#### Brief
Please rewrite these rows with "separate parts" changed to "disjoint parts" and nothing else altered.

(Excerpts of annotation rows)
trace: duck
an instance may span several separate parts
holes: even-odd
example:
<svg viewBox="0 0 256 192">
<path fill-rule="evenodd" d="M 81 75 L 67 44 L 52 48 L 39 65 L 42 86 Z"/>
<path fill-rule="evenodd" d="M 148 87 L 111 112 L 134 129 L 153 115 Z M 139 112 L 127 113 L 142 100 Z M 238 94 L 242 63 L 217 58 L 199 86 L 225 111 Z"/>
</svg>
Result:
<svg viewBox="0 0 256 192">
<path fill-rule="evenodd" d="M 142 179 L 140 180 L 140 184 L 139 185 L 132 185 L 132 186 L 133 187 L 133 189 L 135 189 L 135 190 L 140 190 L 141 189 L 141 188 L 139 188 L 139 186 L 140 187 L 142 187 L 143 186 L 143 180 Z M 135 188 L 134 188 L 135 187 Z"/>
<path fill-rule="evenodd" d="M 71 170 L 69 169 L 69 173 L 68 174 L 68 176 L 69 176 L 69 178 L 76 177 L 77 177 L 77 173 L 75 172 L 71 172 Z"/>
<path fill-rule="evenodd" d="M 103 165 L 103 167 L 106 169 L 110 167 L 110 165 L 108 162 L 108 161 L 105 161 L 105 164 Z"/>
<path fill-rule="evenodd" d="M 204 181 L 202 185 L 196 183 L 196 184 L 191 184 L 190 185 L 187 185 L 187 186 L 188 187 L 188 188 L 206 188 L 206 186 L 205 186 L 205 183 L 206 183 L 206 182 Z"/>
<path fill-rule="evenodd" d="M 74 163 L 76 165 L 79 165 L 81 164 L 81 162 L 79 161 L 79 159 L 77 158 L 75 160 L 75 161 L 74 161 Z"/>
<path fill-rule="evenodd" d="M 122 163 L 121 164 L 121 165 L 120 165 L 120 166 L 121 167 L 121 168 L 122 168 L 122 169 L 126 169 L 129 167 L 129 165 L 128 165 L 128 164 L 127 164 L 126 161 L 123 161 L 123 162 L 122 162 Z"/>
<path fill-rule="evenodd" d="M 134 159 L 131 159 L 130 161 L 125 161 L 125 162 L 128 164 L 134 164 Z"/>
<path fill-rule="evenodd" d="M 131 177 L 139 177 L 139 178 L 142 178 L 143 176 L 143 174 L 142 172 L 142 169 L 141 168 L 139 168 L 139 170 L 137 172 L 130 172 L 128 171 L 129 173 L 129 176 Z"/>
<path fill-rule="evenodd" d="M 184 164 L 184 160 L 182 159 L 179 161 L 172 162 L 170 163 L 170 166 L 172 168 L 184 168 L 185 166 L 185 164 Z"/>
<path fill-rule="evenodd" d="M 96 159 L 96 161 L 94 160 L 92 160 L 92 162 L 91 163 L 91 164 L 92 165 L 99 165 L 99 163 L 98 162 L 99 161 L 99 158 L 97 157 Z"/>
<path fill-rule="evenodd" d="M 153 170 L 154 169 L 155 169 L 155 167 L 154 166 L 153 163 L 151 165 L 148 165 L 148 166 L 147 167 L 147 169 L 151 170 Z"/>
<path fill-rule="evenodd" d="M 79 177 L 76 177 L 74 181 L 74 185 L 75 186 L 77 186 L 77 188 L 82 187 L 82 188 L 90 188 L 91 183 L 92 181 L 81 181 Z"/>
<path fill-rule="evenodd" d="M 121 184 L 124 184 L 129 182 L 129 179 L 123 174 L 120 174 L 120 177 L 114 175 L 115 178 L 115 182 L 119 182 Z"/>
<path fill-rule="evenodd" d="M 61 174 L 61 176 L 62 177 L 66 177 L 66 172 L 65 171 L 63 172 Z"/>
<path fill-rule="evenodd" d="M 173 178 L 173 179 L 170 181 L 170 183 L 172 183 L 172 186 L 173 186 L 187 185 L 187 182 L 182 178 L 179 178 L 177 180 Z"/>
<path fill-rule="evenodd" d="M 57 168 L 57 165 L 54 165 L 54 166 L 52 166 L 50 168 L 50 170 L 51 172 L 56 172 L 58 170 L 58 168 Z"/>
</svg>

#### Written response
trace: duck
an instance may span several disjoint parts
holes: even-odd
example:
<svg viewBox="0 0 256 192">
<path fill-rule="evenodd" d="M 81 75 L 67 44 L 52 48 L 39 65 L 42 86 Z"/>
<path fill-rule="evenodd" d="M 148 87 L 111 112 L 134 129 L 153 115 Z M 139 112 L 127 113 L 142 100 Z M 238 94 L 242 63 L 217 58 L 199 86 L 225 111 Z"/>
</svg>
Result:
<svg viewBox="0 0 256 192">
<path fill-rule="evenodd" d="M 142 179 L 140 180 L 140 184 L 139 185 L 132 185 L 132 186 L 133 187 L 133 189 L 135 189 L 135 190 L 140 190 L 141 189 L 141 188 L 139 188 L 139 186 L 140 187 L 142 187 L 143 186 L 143 180 Z M 135 188 L 134 188 L 135 187 Z"/>
<path fill-rule="evenodd" d="M 71 170 L 69 169 L 69 173 L 68 174 L 68 176 L 69 176 L 69 178 L 76 177 L 77 177 L 77 173 L 75 172 L 71 172 Z"/>
<path fill-rule="evenodd" d="M 103 165 L 103 167 L 106 169 L 110 167 L 110 165 L 108 162 L 108 161 L 105 161 L 105 164 Z"/>
<path fill-rule="evenodd" d="M 204 181 L 202 185 L 196 183 L 196 184 L 191 184 L 190 185 L 187 185 L 187 186 L 188 187 L 188 188 L 206 188 L 206 186 L 205 186 L 205 183 L 206 183 L 206 182 Z"/>
<path fill-rule="evenodd" d="M 74 163 L 76 165 L 79 165 L 81 164 L 81 162 L 79 161 L 79 159 L 77 158 L 75 160 L 75 161 L 74 161 Z"/>
<path fill-rule="evenodd" d="M 122 163 L 121 164 L 121 165 L 120 165 L 120 166 L 121 167 L 121 168 L 122 168 L 122 169 L 126 169 L 129 167 L 129 165 L 128 165 L 128 164 L 127 164 L 126 161 L 123 161 L 123 162 L 122 162 Z"/>
<path fill-rule="evenodd" d="M 134 159 L 131 159 L 130 161 L 125 161 L 125 162 L 128 164 L 134 164 Z"/>
<path fill-rule="evenodd" d="M 131 177 L 139 177 L 139 178 L 142 178 L 143 176 L 143 174 L 142 172 L 142 169 L 141 168 L 139 168 L 139 170 L 137 172 L 130 172 L 128 171 L 129 173 L 129 176 Z"/>
<path fill-rule="evenodd" d="M 184 164 L 184 160 L 182 159 L 179 161 L 172 162 L 170 163 L 170 166 L 172 168 L 184 168 L 185 166 L 185 164 Z"/>
<path fill-rule="evenodd" d="M 96 159 L 96 161 L 94 160 L 92 160 L 92 162 L 91 163 L 91 164 L 92 165 L 99 165 L 99 163 L 98 162 L 99 161 L 99 158 L 97 157 Z"/>
<path fill-rule="evenodd" d="M 153 170 L 154 169 L 155 169 L 155 167 L 154 166 L 153 163 L 151 165 L 148 165 L 148 166 L 147 167 L 147 169 L 151 170 Z"/>
<path fill-rule="evenodd" d="M 79 177 L 76 177 L 74 181 L 74 185 L 75 186 L 77 186 L 77 188 L 82 187 L 82 188 L 90 188 L 91 183 L 92 181 L 81 181 Z"/>
<path fill-rule="evenodd" d="M 121 184 L 124 184 L 129 182 L 129 179 L 123 174 L 120 174 L 120 177 L 114 175 L 115 178 L 115 182 L 119 182 Z"/>
<path fill-rule="evenodd" d="M 61 174 L 61 176 L 62 177 L 66 177 L 66 172 L 65 171 L 63 172 Z"/>
<path fill-rule="evenodd" d="M 173 178 L 173 179 L 170 181 L 170 183 L 172 183 L 172 186 L 173 186 L 187 185 L 187 182 L 182 178 L 179 178 L 177 180 Z"/>
<path fill-rule="evenodd" d="M 57 168 L 57 165 L 54 165 L 54 166 L 52 166 L 50 168 L 50 170 L 51 172 L 56 172 L 58 170 L 58 168 Z"/>
</svg>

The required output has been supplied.